• **Requirement 1**:
Decide whether each statement below agrees with the article on the Mayo Clinic classroom study. Answer yes or no for each one, and quote the deciding words of the article exactly.
(a) In the new classroom, the traditional desks were replaced by stands holding laptops and iPods.
(b) Superintendent Williams watched the classroom for a full school day before he was convinced.
(c) According to the Centers for Disease Control, more than 25 percent of children in the United States are overweight.
• **Requirement 2**: Pick up the article on the Mayo Clinic classroom study after its last sentence and continue it.

• **Text section**:
Take a Stand

IF ROCHESTER SCHOOLS superintendent Jerry Williams gets his wish, your fifth-grader may go to school one day and ask where her desk went. That’s what Alicia Karls of Elton Hills Elementary wondered last spring, when she and her classmates participated in a study by Mayo Clinic obesity researchers.

On her first day in her new classroom, developed under the guidance of Dr. James Levine, director of the Mayo’s Active Life research team, and Lorraine Lanningham-Foster, PhD, a Mayo child researcher, Karls arrived to find the traditional desks replaced by podium-like stands holding laptops and iPods. There were kids kneeling on carpet squares and bouncing on exercise balls. To the students, it was more invigorating than caffeinated soda—which is the point. The classroom is part of Mayo’s ongoing research into the benefits of non-exercise activity, or thermogenesis—the energy a person burns doing regular, everyday activities, like fidgeting, passing notes, chewing gum, and perhaps even firing spitballs.

More than 15 percent of children in the United States are overweight, according to the national Centers for Disease Control. Alarmed by those figures, Levine and Lanningham-Foster asked a simple question: do children need to sit while they learn? After about 45 minutes of observing students in the researchers’ revamped classroom, superintendent Williams was convinced the answer was “no.” He quickly became one of the program’s most ardent supporters, focusing on how the classroom helps students’ minds as much as their bodies. “The ah-ha moment for me was how quickly the kids were focused on what the teacher was doing in a setting that was so different,” Williams says. “And, with 24 individual learners, you have 24 different ways of learning. You may sit in a very comfortable chair, and I may stretch out on the floor or sit at a table. Here, they can create the environment in which they learn best.”

• **Data under study**:

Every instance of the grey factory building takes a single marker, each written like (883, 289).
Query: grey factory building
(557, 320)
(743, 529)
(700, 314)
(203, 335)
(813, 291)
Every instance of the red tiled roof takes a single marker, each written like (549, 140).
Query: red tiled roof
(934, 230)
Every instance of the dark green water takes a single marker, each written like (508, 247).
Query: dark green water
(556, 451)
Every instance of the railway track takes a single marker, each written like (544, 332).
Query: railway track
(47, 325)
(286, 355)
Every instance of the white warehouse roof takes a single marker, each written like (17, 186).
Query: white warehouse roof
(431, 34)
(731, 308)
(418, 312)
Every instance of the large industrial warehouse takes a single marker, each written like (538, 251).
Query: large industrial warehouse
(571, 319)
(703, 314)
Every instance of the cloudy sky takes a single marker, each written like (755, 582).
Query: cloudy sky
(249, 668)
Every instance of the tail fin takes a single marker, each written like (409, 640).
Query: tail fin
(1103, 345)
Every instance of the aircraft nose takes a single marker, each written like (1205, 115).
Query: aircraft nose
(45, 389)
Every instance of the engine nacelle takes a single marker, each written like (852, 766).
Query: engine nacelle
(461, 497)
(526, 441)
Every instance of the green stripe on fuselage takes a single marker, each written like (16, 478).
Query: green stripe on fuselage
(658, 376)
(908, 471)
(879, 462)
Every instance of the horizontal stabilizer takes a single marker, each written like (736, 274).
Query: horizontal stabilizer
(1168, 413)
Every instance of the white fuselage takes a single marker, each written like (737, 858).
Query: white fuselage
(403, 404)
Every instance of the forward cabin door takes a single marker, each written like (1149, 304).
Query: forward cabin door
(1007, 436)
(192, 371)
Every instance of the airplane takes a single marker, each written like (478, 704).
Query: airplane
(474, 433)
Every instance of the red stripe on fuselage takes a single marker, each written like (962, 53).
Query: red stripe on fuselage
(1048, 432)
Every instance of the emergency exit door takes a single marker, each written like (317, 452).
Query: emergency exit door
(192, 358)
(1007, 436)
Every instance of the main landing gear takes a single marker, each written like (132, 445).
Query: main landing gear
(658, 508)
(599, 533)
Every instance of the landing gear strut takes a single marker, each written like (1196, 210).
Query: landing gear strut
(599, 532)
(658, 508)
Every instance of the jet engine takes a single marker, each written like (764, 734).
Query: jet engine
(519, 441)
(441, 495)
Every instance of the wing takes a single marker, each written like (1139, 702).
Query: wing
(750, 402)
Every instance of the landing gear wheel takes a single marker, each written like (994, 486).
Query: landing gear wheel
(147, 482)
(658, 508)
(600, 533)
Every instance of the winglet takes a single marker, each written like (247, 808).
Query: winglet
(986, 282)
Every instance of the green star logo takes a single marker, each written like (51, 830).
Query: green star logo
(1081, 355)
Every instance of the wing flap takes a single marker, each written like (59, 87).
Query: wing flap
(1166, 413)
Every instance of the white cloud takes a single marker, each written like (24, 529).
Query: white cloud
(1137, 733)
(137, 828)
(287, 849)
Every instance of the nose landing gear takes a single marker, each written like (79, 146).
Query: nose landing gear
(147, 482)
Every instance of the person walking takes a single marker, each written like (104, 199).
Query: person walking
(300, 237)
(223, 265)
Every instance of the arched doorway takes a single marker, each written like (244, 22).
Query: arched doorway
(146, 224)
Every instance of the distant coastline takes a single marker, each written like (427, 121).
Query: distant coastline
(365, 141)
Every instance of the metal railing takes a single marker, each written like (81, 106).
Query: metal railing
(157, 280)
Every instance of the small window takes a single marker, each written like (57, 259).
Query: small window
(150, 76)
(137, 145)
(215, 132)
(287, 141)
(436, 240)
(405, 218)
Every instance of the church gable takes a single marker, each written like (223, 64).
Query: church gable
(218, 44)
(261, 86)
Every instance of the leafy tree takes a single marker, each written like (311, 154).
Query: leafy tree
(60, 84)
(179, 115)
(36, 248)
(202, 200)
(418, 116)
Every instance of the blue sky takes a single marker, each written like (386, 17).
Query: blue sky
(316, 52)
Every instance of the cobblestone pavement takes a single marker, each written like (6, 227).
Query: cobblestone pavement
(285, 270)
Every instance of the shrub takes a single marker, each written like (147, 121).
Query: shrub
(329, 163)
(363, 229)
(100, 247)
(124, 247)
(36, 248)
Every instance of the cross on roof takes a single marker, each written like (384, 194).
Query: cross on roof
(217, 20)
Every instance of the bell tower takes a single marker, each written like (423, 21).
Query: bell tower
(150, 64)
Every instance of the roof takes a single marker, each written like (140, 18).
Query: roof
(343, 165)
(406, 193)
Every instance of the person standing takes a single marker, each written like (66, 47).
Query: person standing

• **Reply 1**:
(a) Yes: "Karls arrived to find the traditional desks replaced by podium-like stands holding laptops and iPods."
(b) No: "After about 45 minutes of observing students in the researchers’ revamped classroom, superintendent Williams was convinced the answer was “no.”"
(c) No: "More than 15 percent of children in the United States are overweight, according to the national Centers for Disease Control."

• **Reply 2**:
When teacher Phil Rynearson asked his students who would like to keep their futuristic classroom beyond the planned three weeks of the study, almost every hand shot up. Cheering ensued when they got the official okay. Now, Williams is hoping such classrooms will become the norm across the country, showing kids that exercise means more than just tag or dodge ball. “This could change the way we have been running physical education in school,” Williams says.

Schools, as well as the companies that donated supplies for the study, have responded enthusiastically. “Everyone recognizes child obesity as a serious problem,” Lanningham-Foster says. “Everyone’s starting to feel a pressing need to use drastic measures to come up with solutions.”

This year, Karls and her former classmates are back at desks, in middle school. To stay physically alert and mentally focused, the student plans on using some of the techniques she learned during the study, but she knows it won’t be quite the same. “I’m really bummed about it,” she says of having to leave the desk-free classroom. “I’ll be jealous if this year’s class gets to do it for the whole year.”

Sheila Mulrooney Eldred is a Minneapolis-based freelance writer.